(Text under study)

Sunday, November 2, 2008

What factors most likely account for the West gaining global ascendancy?

I think the most important factor in Europe's dominant global influence is the deep-seated desire for progress found so strongly in Europe. Other nations had no lack of technological, cultural, and moral progress, but Europeans always seem to be the first on the list when it comes to perfecting guns, making better slaver ships, and trying to find more ways to make themselves money. Maybe it’s not a need for progress, maybe its some kind of genetic desire for laziness, an innate disposition towards anything that makes their life easier. The Incas and the Maya, from what I have seen, had thriving civilizations that did not move towards new ways to avoid doing something themselves, whether by paying someone else to do it or finding a way to make it happen at the push of a button. Whatever this underlying feeling was, it was what drove Western merchants and patriots to other continents. Once there they attempted to westernize the area to make them compatible with the flow of money and ideas. And thus, through force and corruption, the Western way became the worldly way.

2 comments:

Cote Laramie said...

(End Text under study)

• **Activity list**:
[a] Translate this sentence from the blog post on Western ascendancy into Spanish: "Whatever this underlying feeling was, it was what drove Western merchants and patriots to other continents."
[b] The blog post on Western ascendancy names the things for which Europeans "always seem to be the first on the list." List all of them.
[c] Carry on the blog post on Western ascendancy from the point where it stops.

(Extracted data)

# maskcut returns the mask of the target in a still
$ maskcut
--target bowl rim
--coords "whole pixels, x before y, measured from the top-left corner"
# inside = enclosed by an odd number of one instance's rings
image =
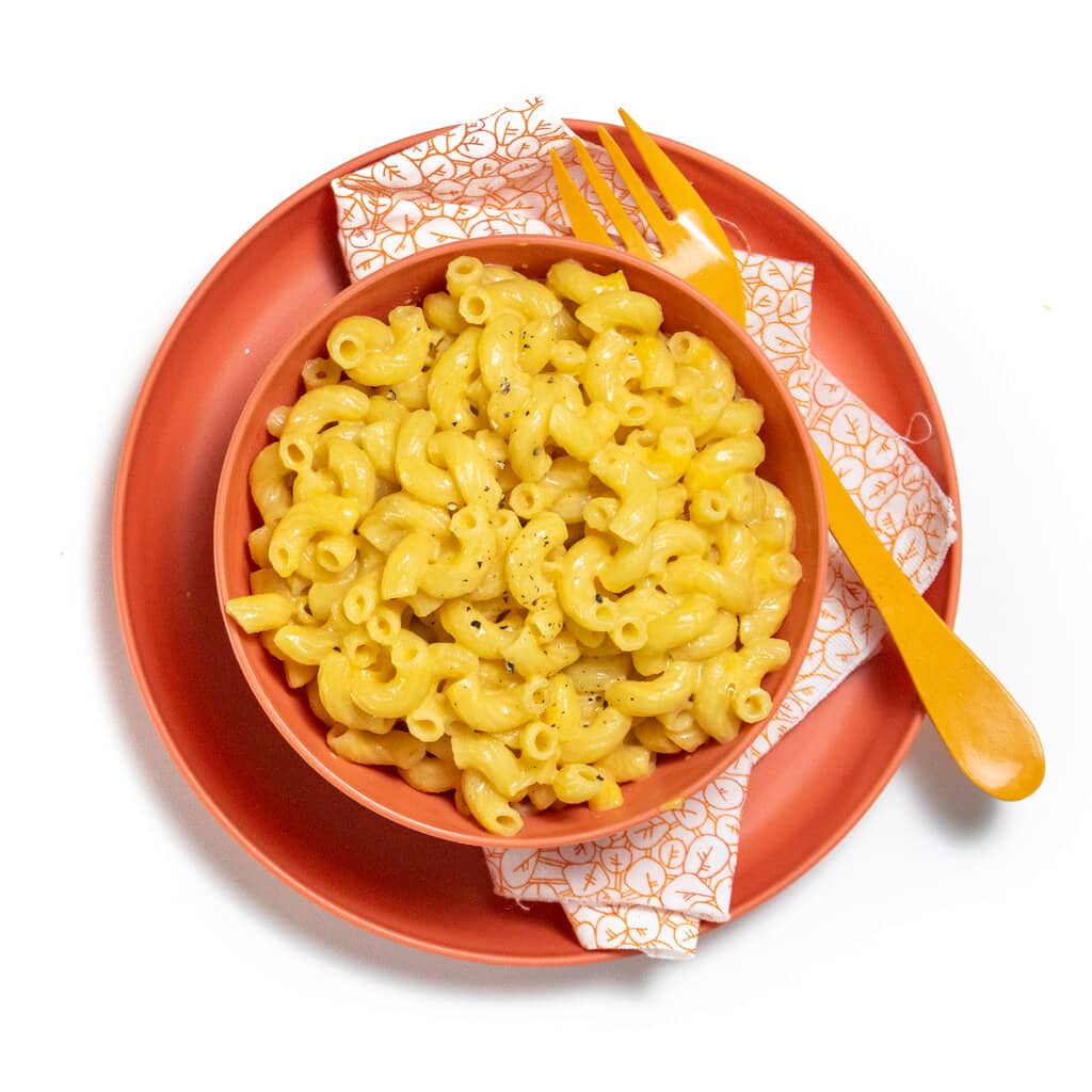
[[[572,236],[559,236],[559,235],[543,235],[543,234],[514,234],[514,235],[489,235],[479,236],[468,239],[458,239],[452,242],[441,244],[436,247],[428,247],[424,250],[416,251],[413,254],[407,254],[403,258],[394,259],[388,262],[385,265],[380,266],[377,270],[369,272],[366,276],[360,277],[357,281],[353,281],[345,288],[339,292],[332,298],[325,300],[320,308],[311,312],[311,316],[305,319],[296,328],[295,332],[285,341],[285,343],[277,349],[277,352],[271,357],[270,361],[262,369],[258,379],[254,381],[253,388],[246,403],[239,411],[238,417],[236,419],[235,427],[232,430],[232,436],[228,441],[227,448],[225,449],[223,460],[221,462],[221,472],[216,486],[216,497],[214,506],[213,515],[213,562],[215,570],[215,582],[217,592],[217,605],[219,607],[221,620],[227,631],[228,641],[232,645],[232,651],[235,656],[236,663],[238,664],[244,677],[246,678],[247,686],[249,687],[251,693],[259,702],[264,712],[265,716],[272,722],[273,726],[282,735],[282,737],[288,743],[296,753],[307,762],[317,773],[320,774],[327,782],[333,785],[343,794],[347,795],[351,799],[367,807],[369,810],[377,815],[382,816],[393,822],[400,823],[419,833],[427,834],[431,838],[438,838],[443,841],[456,842],[465,845],[477,845],[482,847],[500,847],[500,848],[547,848],[551,846],[563,846],[573,845],[586,841],[593,841],[601,838],[607,838],[613,834],[617,834],[620,831],[627,830],[633,826],[641,822],[646,822],[654,815],[663,810],[663,805],[660,806],[649,806],[643,811],[638,815],[626,815],[624,818],[614,819],[609,821],[596,822],[594,829],[584,832],[569,832],[566,834],[546,834],[546,835],[533,835],[524,834],[522,831],[511,835],[509,838],[499,839],[498,835],[490,833],[484,829],[468,829],[459,830],[450,829],[446,827],[438,827],[437,824],[420,819],[414,816],[412,812],[402,811],[396,808],[392,808],[387,804],[378,800],[367,793],[359,790],[356,785],[351,784],[345,781],[333,767],[332,763],[320,760],[310,749],[304,746],[300,740],[297,731],[292,726],[287,719],[283,716],[281,711],[276,708],[273,701],[266,693],[265,687],[261,684],[260,679],[257,677],[249,658],[247,656],[246,650],[249,643],[253,639],[253,634],[242,632],[239,627],[233,621],[233,619],[227,615],[224,609],[224,603],[229,597],[227,587],[227,542],[225,536],[225,522],[226,512],[228,508],[229,494],[234,482],[234,475],[228,473],[228,467],[232,463],[236,462],[239,455],[239,449],[242,447],[244,434],[247,430],[247,426],[251,422],[258,403],[262,400],[264,395],[265,388],[272,381],[272,378],[277,375],[281,368],[284,366],[286,358],[295,355],[298,352],[298,347],[301,342],[304,342],[308,335],[311,333],[312,329],[318,325],[323,316],[335,311],[342,302],[349,297],[355,297],[358,294],[367,292],[367,287],[370,282],[376,277],[380,276],[391,276],[393,271],[403,266],[407,262],[422,261],[422,260],[435,260],[443,258],[444,256],[450,256],[451,258],[458,257],[461,253],[467,251],[478,251],[478,250],[489,250],[491,247],[512,247],[517,246],[519,248],[525,248],[531,250],[535,247],[542,246],[554,246],[561,247],[569,251],[573,257],[581,253],[589,254],[593,257],[598,257],[606,261],[619,262],[622,264],[634,264],[639,265],[642,270],[650,273],[652,276],[665,280],[672,283],[673,288],[682,295],[691,297],[691,299],[700,306],[703,310],[712,312],[717,321],[723,322],[728,325],[734,334],[744,343],[748,348],[751,356],[755,358],[759,367],[767,371],[770,378],[773,380],[774,388],[779,391],[781,397],[784,400],[786,406],[792,410],[788,419],[792,423],[792,430],[798,440],[798,449],[803,452],[803,462],[806,467],[806,477],[810,484],[808,489],[808,495],[812,499],[816,509],[816,525],[818,527],[817,542],[816,542],[816,581],[815,581],[815,592],[811,596],[811,602],[808,604],[807,615],[802,627],[802,640],[796,646],[793,648],[790,656],[790,666],[795,663],[795,672],[790,675],[787,672],[782,678],[779,685],[779,692],[775,695],[778,701],[774,703],[773,712],[776,712],[776,708],[780,702],[786,697],[792,685],[794,684],[796,677],[799,675],[800,666],[803,664],[804,655],[807,652],[808,643],[810,642],[810,637],[814,633],[816,626],[818,624],[819,613],[822,606],[823,600],[823,580],[822,573],[826,571],[828,565],[828,533],[826,529],[827,523],[827,507],[824,492],[822,488],[822,479],[820,476],[819,464],[816,458],[815,444],[811,441],[810,434],[807,430],[807,426],[804,422],[803,416],[797,410],[792,394],[788,388],[785,385],[784,380],[778,373],[773,364],[770,361],[767,354],[758,345],[757,342],[747,333],[747,331],[736,322],[731,316],[725,313],[722,309],[716,307],[708,297],[703,296],[697,288],[690,285],[688,282],[672,273],[670,271],[664,269],[661,265],[650,262],[637,254],[631,254],[627,251],[617,250],[612,247],[601,246],[594,242],[586,242],[582,239],[577,239]],[[771,713],[771,715],[773,715]],[[673,795],[673,799],[676,797],[686,799],[689,796],[700,792],[707,785],[712,783],[716,778],[724,773],[738,758],[747,750],[747,748],[753,743],[759,733],[761,732],[763,725],[768,722],[769,717],[760,721],[756,724],[750,724],[740,729],[739,734],[732,740],[725,744],[711,743],[710,747],[717,747],[722,752],[722,758],[720,761],[714,763],[711,772],[701,773],[695,776],[691,782],[685,786],[680,793]],[[704,745],[703,745],[704,747]],[[333,755],[330,751],[330,755]],[[652,774],[655,776],[655,773]],[[406,786],[407,790],[413,791],[411,786]],[[592,812],[587,810],[590,816],[596,819],[602,819],[604,816],[609,816],[610,812]],[[524,828],[525,829],[525,828]]]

(End Extracted data)

• **List of answers**:
[a] Fuera cual fuera este sentimiento subyacente, fue lo que impulsó a los comerciantes y patriotas occidentales hacia otros continentes.

[b]
- Perfecting guns
- Making better slaver ships
- Trying to find more ways to make themselves money

[c]
I agree with you 100% Sam. In fact, the restlessness of Europeans is something the book stresses in the beginning and throughout its chapters as the cause for their substantial influence on the modern world. Perhaps, specifically, one might also suggest that the hierarchical system of feudalism put lazy noblemen on a pedestal; and there's also the anti-tribalism of Christianity (as compared to the beliefs of other world cultures), which might've caused Europeans to expand and modernize faster than other cultures. In any case, your point still stands.

Atticus said...

Sam you made some valid points in your prompt. i like the part when you describe how prosporous the INcans and Myans were. i agree with you when you said that they had a great empire with no disire to make life easyer.. unlike the lazy europeans.